Exercise inputs Block Start
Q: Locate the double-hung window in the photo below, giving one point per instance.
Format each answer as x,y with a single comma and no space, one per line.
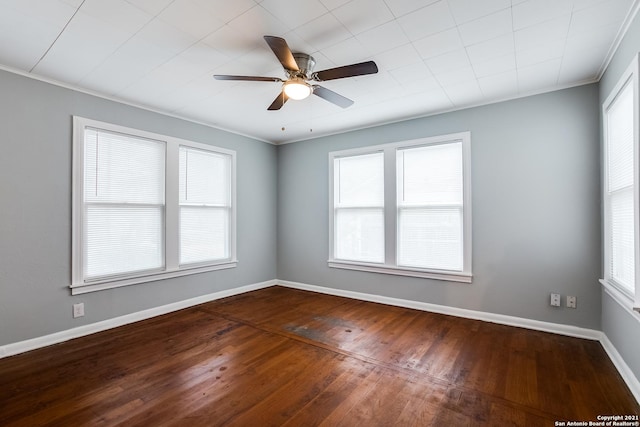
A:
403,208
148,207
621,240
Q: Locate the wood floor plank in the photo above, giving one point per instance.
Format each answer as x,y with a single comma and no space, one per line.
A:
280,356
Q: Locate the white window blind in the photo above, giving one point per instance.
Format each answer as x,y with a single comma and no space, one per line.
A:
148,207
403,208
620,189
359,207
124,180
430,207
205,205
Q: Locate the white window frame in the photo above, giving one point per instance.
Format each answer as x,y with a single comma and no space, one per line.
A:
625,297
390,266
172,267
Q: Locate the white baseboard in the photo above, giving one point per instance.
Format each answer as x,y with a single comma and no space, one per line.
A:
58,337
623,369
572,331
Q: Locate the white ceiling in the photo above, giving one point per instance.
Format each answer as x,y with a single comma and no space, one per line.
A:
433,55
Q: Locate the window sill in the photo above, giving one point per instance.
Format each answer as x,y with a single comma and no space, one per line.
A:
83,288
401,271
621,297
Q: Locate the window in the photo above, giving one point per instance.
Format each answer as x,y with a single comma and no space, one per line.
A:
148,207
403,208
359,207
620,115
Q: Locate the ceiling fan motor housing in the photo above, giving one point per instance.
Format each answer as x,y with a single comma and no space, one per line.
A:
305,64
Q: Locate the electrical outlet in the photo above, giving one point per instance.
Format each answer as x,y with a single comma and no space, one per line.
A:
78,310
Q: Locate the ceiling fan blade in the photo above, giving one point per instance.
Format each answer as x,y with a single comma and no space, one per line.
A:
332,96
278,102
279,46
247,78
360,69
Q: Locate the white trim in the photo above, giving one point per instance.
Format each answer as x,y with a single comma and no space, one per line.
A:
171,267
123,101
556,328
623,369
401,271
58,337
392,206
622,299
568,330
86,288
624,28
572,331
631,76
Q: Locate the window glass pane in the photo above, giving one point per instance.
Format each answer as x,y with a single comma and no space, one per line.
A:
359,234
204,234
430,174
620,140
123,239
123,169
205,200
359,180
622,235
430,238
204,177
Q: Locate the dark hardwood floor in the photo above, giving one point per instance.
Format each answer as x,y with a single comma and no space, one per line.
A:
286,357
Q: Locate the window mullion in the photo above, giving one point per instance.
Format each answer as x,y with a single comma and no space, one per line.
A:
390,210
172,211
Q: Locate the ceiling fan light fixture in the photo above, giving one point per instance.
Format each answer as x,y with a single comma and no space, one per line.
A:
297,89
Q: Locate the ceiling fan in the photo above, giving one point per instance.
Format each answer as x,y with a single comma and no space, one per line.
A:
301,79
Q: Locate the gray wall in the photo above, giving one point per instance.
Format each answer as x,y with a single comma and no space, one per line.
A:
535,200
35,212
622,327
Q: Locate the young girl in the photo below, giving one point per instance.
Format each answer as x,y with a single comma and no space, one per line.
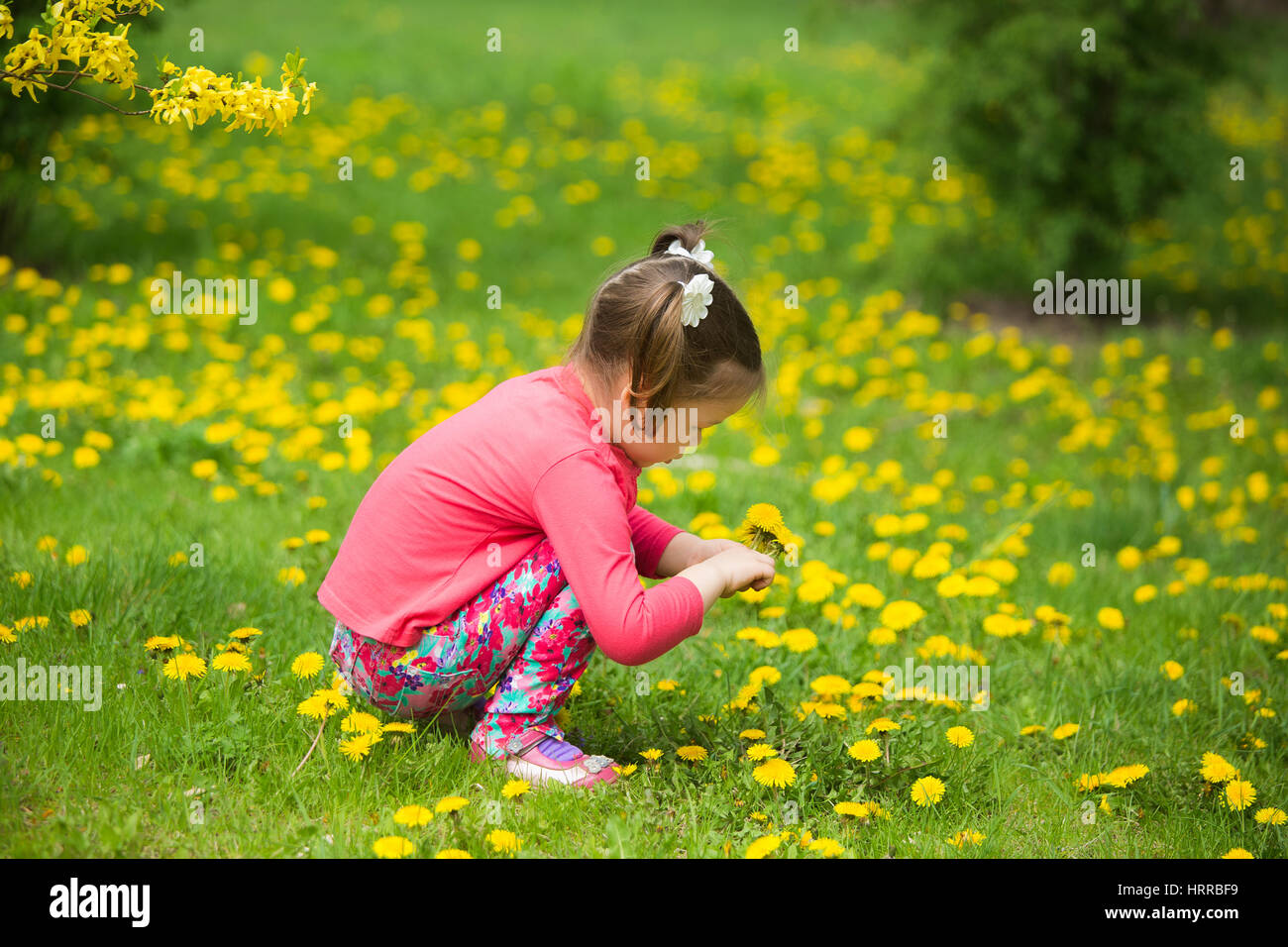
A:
Exercise inputs Block End
Exercise
Within the material above, show every line that includes "window".

Result of the exercise
Q: Locate the double-hung window in the photo below, giving one point per instance.
Q: Locate the white window blind in the photo above, giving one point per instance.
Q: Locate the white window frame in the photo above, giving one point per instance.
Q: Locate the window sill in the photo above, giving one point per instance.
Q: Locate the window in the photo above, giving one point per instance.
Q: Locate the window glass pane in the photo above, giving one point per instance.
Q: Locate the window mullion in the photo above, giving one point per instance.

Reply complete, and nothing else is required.